> RECORDS SHOWN

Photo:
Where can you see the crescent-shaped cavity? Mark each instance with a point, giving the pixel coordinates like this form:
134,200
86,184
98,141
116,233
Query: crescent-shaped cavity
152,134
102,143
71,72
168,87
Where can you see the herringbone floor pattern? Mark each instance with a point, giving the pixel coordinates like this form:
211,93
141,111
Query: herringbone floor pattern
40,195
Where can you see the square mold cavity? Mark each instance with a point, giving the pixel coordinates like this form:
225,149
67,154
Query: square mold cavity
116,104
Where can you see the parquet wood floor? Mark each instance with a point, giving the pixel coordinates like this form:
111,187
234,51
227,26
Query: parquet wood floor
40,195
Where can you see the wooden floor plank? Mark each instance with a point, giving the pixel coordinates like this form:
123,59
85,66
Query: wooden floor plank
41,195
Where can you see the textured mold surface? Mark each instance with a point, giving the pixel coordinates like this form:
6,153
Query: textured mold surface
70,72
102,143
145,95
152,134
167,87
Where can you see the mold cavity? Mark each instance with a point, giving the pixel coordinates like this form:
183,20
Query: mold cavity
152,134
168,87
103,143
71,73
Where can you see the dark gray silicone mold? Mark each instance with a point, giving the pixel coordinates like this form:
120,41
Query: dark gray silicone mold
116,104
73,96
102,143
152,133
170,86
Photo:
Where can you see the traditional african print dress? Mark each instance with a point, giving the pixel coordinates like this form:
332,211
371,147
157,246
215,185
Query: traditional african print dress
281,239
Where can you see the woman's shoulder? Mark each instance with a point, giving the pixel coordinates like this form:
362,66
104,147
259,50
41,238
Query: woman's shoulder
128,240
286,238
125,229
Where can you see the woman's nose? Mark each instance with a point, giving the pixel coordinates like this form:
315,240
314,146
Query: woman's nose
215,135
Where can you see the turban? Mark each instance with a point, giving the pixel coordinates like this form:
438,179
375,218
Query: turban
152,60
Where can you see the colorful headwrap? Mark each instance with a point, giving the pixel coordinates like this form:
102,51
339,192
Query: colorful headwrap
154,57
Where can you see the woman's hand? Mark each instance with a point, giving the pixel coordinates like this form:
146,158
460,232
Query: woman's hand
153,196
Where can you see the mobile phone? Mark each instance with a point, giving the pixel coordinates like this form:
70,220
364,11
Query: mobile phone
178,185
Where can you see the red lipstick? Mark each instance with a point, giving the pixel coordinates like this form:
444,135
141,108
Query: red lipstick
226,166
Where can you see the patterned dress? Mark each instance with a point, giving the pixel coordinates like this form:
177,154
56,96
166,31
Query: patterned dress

> JOB
Copy out all of the data above word for word, with nothing added or left out.

> SOLUTION BELOW
Photo:
Where can you see the crescent-shaped cavity? Mark each instance with a point, giving the pixel coordinates like this form:
134,200
86,184
98,141
116,233
Query: crescent-shaped cavity
152,134
102,143
71,72
168,87
Where can you see the herringbone floor pattern? Mark each instance with a point, giving the pixel coordinates like this form:
211,93
141,111
Query: herringbone floor pattern
40,195
Where can you see the square mold cavity? Mark each instance with a point, giving the pixel coordinates like this form:
225,149
67,154
Query: square mold cavity
116,104
Where can you see the parquet wood floor? Mark each instance with a point, giving the pixel coordinates like this form:
111,187
234,51
227,26
Query: parquet wood floor
40,195
Where can you see the wooden floor plank? Mark each instance with a point, giving the pixel coordinates like this form:
123,59
85,66
Query: wooden floor plank
41,195
Where can you see the textured mold surface? Mark each instance with a point, giving the pixel coordinates like this form:
6,153
Query: textured mold surface
70,72
102,143
145,95
152,134
167,87
Where can you see the mold cavity? Mark each instance with a point, giving the pixel coordinates like this form:
183,20
Query: mold cavity
152,134
168,87
103,143
71,73
Where can you see the dark gray silicone mold? Mark each instance with a point, giving the pixel coordinates like this form:
120,41
Query: dark gray silicone mold
116,104
73,96
102,143
152,133
170,86
Photo:
Where can you see the traditional african print dress? Mark each instance with a point, giving the pixel coordinates like this form:
332,211
371,147
157,246
215,185
Query: traditional african print dress
281,239
Where can you see the woman's shoulder? Mark each instance with a point, giving the pixel coordinates like this form:
362,66
104,147
259,50
41,238
Query: woman's shoulder
128,240
286,238
125,229
Where can you see the woman's nose? Mark each instance with a point, giving the pixel coordinates like this form:
315,240
314,146
Query: woman's nose
215,135
Where can you see the turban? Mark each instance with a point, giving the pixel coordinates like this form:
438,179
375,218
Query: turban
152,60
Where can you see the colorful headwrap? Mark each instance with a point, giving the pixel coordinates like this form:
102,51
339,192
Query: colorful headwrap
154,57
Where can you see the woman's hand? Mark each instance with a point, giving the pixel coordinates like this form:
146,158
460,232
Query: woman's hand
153,196
Where can you see the mobile phone? Mark each instance with a point, giving the pixel coordinates like this form:
70,220
364,11
Query: mobile phone
178,185
Where can you see the red lipstick? Mark each instance with a point, giving the pixel coordinates like this form:
444,135
141,108
Query: red lipstick
226,166
Where can you see the patterned dress? Mark each instance with a point, giving the pixel coordinates like this form:
177,154
56,96
166,31
Query: patterned dress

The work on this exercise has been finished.